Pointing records
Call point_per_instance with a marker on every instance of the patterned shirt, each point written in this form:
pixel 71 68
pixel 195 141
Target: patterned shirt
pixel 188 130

TASK TO COMPLETE = Copy every line of the entries again, requests included, and shift each coordinate in the answers by -120. Leave the numbers in the requests and in their format samples unchanged.

EXERCISE ANSWER =
Call point_per_instance with a marker on every instance of the patterned shirt, each point written in this form:
pixel 71 68
pixel 195 141
Target: patterned shirt
pixel 68 10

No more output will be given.